SOURCE DATA ▸
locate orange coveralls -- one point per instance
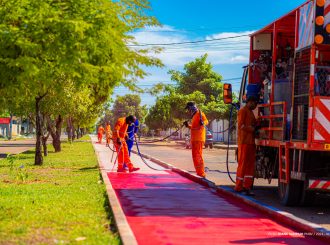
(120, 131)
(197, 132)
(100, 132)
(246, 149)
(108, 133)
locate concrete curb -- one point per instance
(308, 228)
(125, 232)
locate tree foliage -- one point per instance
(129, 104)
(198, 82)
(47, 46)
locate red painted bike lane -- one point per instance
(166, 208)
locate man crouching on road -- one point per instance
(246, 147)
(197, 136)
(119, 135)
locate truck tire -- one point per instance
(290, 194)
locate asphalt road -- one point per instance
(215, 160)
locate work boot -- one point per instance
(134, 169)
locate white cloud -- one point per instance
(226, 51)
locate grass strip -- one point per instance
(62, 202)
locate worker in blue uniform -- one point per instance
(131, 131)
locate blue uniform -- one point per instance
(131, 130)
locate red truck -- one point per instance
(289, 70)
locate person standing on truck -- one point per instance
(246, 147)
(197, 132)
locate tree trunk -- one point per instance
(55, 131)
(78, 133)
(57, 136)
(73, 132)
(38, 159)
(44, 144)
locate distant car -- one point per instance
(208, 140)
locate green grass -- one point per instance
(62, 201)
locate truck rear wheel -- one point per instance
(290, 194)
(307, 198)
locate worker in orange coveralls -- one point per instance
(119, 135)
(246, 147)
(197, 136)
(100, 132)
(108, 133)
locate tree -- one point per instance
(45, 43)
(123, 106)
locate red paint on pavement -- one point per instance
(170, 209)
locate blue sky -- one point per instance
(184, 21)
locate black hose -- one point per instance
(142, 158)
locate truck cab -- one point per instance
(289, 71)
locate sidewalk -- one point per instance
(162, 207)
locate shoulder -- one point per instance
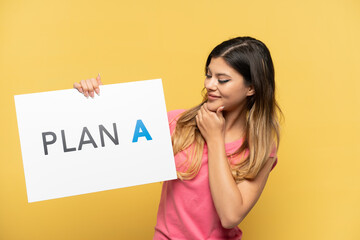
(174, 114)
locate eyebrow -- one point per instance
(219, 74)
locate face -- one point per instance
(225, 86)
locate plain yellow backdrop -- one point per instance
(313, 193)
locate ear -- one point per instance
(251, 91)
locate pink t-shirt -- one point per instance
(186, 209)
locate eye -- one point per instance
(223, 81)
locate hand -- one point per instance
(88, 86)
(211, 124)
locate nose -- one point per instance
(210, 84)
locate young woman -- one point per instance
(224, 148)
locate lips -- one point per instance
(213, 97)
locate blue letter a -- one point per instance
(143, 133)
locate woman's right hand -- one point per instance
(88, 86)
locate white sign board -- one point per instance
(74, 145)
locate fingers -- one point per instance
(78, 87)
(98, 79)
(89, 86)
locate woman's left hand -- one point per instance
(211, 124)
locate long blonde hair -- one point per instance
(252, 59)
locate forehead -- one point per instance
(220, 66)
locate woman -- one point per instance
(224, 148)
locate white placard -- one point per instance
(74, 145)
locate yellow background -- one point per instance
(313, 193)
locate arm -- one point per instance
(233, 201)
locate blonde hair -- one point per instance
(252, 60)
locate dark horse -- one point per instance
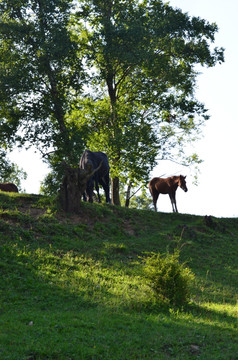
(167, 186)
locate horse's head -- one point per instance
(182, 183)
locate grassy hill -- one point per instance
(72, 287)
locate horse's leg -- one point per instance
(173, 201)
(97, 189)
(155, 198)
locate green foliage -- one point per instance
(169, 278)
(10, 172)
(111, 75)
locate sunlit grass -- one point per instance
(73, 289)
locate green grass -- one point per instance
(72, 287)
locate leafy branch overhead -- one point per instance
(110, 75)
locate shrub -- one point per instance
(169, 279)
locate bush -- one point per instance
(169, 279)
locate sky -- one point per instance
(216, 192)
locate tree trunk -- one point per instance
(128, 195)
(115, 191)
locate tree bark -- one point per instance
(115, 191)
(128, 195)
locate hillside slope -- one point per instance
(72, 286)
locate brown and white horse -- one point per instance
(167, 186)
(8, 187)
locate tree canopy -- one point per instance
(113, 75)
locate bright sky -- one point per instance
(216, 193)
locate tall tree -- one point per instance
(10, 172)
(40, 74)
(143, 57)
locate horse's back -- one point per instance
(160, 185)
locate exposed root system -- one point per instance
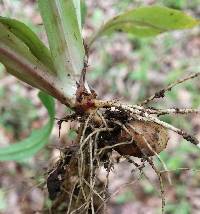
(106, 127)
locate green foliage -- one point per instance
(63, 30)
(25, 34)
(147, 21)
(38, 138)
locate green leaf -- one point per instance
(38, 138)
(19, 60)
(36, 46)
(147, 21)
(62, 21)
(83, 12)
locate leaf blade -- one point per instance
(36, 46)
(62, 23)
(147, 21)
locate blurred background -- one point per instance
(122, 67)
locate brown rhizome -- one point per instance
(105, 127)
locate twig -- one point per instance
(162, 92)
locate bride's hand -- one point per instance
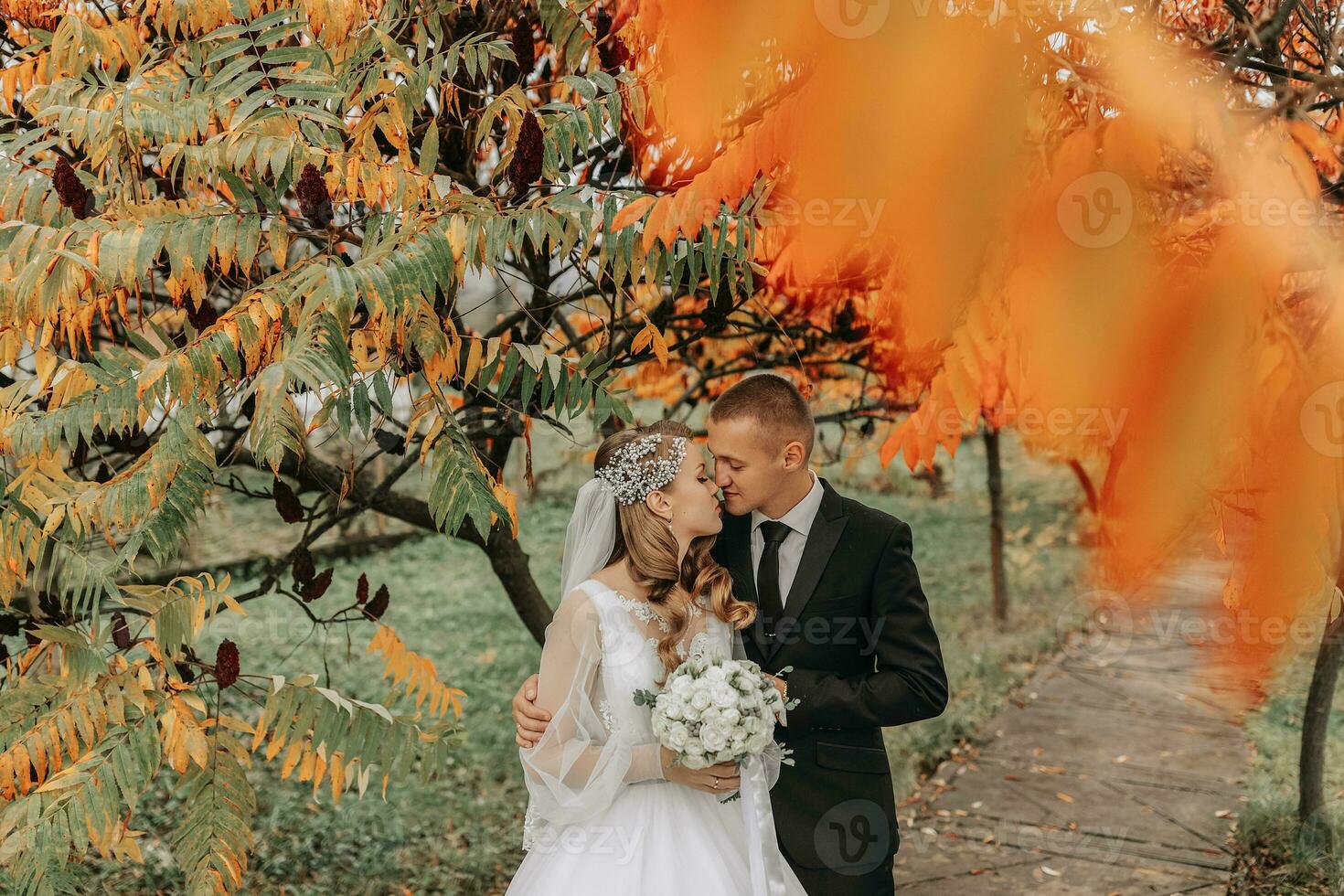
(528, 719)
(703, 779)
...
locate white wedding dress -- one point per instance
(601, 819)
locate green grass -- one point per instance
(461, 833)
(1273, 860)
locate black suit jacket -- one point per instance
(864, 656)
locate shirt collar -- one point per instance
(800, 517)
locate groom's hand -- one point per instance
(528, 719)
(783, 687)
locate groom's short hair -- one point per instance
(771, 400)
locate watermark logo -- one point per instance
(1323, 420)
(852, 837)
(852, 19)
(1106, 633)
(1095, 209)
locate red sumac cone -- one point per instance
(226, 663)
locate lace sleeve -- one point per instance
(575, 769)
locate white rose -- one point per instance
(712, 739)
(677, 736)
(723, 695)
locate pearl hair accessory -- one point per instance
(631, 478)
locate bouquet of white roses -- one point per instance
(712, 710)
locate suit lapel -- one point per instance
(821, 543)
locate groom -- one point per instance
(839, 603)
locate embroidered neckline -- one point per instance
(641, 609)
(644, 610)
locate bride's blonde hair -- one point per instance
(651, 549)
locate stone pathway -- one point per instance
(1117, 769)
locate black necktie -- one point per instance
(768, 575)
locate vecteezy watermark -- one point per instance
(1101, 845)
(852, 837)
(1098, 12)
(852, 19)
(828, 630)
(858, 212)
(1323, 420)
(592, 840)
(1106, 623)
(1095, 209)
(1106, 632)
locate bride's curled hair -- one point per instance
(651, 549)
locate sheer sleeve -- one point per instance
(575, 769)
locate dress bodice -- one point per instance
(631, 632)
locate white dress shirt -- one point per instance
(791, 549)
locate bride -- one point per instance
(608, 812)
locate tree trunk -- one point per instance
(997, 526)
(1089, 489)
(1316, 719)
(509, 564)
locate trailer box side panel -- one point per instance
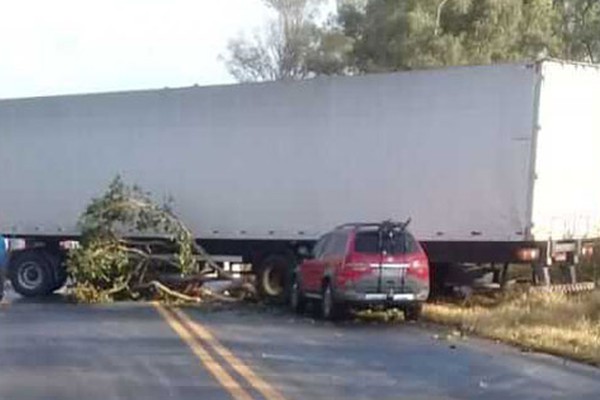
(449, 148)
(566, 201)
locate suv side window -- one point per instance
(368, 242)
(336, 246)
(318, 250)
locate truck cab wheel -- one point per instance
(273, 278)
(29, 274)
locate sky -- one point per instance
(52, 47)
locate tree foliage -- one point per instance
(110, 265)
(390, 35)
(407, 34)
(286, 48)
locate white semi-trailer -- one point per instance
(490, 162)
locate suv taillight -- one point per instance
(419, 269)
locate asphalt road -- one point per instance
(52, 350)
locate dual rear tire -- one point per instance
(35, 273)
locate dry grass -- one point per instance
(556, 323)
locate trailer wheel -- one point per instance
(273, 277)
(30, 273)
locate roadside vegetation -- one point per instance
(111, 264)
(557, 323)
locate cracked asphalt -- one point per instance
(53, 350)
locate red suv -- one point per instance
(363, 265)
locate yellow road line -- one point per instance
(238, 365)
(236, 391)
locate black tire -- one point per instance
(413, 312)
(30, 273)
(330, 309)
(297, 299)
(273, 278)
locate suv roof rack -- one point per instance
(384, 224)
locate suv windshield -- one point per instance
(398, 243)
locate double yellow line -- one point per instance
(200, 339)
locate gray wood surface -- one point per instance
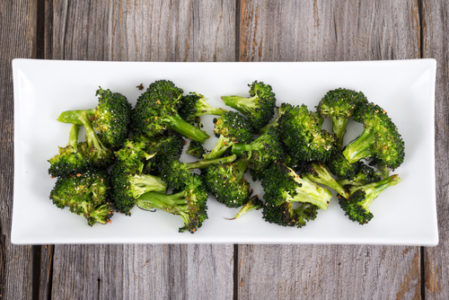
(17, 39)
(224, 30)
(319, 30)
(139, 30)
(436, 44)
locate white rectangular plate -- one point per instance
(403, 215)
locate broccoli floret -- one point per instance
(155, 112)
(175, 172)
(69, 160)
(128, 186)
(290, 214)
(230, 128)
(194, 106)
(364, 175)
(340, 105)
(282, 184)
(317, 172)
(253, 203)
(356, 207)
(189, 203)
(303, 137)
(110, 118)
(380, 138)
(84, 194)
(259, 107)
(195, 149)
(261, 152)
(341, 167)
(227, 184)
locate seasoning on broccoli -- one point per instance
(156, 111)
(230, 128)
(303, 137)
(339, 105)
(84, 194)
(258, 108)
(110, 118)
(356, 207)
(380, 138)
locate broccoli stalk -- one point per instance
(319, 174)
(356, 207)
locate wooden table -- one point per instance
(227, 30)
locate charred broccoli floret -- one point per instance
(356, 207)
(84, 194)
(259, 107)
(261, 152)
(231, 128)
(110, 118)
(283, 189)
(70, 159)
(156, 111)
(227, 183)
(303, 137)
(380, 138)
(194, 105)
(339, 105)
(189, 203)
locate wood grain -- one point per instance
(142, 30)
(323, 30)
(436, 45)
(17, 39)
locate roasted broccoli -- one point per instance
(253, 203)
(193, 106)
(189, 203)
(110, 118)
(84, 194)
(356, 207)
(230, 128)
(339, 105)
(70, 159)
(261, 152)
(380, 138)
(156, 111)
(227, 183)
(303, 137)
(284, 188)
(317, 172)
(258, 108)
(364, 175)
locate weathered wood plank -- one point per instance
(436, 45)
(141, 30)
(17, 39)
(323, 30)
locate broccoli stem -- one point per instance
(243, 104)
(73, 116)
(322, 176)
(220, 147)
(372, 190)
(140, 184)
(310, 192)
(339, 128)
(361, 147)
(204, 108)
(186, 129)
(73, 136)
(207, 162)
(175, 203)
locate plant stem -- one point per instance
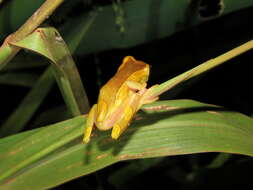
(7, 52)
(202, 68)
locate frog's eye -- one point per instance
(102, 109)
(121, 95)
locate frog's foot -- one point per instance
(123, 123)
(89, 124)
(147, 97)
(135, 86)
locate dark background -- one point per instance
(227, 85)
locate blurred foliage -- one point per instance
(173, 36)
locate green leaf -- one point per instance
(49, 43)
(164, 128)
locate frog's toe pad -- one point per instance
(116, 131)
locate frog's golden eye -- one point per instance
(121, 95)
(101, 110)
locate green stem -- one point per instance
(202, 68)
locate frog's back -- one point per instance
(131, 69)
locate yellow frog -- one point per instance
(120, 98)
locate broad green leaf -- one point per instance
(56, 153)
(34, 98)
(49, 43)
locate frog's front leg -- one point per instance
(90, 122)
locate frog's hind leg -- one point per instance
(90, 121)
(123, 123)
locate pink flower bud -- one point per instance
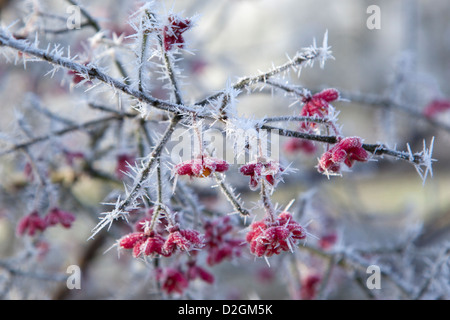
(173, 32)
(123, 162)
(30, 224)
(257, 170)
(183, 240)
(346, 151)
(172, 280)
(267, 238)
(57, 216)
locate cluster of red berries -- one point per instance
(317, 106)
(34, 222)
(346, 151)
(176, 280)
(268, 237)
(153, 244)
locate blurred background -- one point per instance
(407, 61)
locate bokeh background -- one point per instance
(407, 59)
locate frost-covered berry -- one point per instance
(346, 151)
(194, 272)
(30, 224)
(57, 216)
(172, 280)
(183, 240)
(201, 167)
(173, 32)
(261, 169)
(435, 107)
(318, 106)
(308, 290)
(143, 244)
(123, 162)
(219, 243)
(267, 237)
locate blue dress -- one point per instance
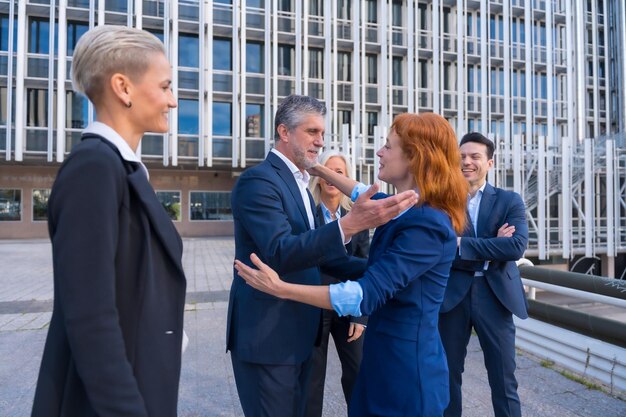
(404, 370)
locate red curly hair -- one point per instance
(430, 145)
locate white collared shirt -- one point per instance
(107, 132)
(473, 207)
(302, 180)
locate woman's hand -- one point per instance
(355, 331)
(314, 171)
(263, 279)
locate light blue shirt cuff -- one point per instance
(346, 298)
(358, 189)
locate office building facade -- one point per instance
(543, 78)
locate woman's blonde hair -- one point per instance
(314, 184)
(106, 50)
==
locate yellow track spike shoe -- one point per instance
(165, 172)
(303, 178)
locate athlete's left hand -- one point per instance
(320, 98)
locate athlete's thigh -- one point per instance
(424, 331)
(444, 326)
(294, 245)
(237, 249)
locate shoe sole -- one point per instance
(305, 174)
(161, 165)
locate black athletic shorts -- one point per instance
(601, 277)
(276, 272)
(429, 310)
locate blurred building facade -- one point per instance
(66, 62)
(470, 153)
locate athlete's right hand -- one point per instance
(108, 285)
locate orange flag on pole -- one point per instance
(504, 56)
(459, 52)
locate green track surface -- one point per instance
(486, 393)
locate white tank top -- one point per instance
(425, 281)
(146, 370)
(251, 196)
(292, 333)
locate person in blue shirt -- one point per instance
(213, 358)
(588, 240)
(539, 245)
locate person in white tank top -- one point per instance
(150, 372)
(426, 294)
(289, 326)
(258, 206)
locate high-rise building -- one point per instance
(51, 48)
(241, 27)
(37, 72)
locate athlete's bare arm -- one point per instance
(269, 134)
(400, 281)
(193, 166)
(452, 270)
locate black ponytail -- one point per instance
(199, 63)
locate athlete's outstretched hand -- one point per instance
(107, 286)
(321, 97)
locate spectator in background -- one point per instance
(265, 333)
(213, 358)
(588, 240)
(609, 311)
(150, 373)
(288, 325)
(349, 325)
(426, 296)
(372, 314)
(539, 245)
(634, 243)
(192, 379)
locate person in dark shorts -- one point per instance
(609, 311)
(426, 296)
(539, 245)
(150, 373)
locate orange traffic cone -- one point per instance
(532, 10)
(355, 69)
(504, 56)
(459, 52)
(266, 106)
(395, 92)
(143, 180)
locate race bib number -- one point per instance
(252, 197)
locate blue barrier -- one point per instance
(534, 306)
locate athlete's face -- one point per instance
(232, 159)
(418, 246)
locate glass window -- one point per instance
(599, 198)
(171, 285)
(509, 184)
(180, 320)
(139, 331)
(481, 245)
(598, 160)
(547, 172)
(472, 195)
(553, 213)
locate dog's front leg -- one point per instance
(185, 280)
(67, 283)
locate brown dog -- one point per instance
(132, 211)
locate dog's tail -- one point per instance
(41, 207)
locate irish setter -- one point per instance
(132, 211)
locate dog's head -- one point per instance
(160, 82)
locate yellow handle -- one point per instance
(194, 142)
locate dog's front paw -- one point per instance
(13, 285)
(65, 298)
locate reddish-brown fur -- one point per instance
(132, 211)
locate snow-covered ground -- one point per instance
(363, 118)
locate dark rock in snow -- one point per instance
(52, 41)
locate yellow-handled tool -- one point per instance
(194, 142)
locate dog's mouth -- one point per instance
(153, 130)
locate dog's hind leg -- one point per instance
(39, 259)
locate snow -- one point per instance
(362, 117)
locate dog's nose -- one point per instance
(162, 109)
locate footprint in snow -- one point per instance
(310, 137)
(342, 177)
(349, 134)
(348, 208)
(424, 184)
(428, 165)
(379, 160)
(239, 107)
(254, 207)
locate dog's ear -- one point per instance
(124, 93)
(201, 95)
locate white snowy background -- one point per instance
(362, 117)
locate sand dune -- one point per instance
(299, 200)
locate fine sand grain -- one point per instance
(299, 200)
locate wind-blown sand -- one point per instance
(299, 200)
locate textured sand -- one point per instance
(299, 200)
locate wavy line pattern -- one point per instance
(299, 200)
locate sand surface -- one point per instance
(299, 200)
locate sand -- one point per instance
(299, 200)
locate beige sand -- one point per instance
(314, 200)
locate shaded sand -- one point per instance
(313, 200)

DIRECTIONS FOR THIS TASK ▸ How many lines in the items above contain the string "cone"? Give only the number.

OUTPUT FOR THIS EXERCISE ▸ 2